** Listed entries follows **
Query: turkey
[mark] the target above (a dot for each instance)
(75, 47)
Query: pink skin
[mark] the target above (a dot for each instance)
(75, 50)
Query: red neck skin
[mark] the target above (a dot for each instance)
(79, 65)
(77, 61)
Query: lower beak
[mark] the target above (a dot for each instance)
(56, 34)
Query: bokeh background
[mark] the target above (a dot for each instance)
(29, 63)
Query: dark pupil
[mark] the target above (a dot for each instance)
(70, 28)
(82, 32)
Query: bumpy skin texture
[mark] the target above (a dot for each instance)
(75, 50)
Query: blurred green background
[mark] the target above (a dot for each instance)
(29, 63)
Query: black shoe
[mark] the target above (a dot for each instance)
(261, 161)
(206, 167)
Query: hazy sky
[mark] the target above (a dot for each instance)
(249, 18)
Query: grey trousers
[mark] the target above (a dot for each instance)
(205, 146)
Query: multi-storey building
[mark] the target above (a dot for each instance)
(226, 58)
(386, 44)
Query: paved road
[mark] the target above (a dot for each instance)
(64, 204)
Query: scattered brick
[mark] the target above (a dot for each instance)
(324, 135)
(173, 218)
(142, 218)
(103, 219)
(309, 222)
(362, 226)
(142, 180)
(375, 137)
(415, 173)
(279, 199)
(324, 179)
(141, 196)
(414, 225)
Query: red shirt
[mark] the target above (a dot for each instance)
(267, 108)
** End of Listed entries **
** Listed entries follows **
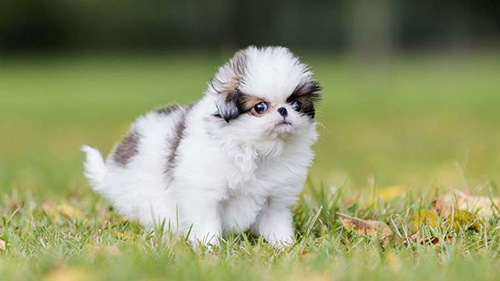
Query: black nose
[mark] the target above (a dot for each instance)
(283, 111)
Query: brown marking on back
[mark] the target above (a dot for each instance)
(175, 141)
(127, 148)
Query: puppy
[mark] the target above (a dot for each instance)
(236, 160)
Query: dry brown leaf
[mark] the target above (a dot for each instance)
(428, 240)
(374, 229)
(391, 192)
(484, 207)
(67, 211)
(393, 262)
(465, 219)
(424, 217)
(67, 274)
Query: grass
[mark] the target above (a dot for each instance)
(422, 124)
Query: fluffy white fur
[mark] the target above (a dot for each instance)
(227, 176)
** End of Listed entries **
— What you should do —
Transcribe the lines above between the line holding "Query: turkey" and the line holding "Query: bumpy skin texture", inclusive, exactly as they stand and with nothing added.

— Your response —
Query: turkey
[mark] the target above (a dot for each instance)
(75, 47)
Query: pink skin
[mark] the target above (a dot for each instance)
(75, 50)
Query: red neck skin
[mark] the target above (a dot for each instance)
(79, 65)
(77, 61)
Query: lower beak
[mark] the target above (a dot for each instance)
(56, 34)
Query: bokeh background
[mark] the target above (a dot for each instance)
(29, 63)
Query: dark pupil
[mark] the target above (a dot for each instance)
(70, 28)
(82, 32)
Query: bumpy skin texture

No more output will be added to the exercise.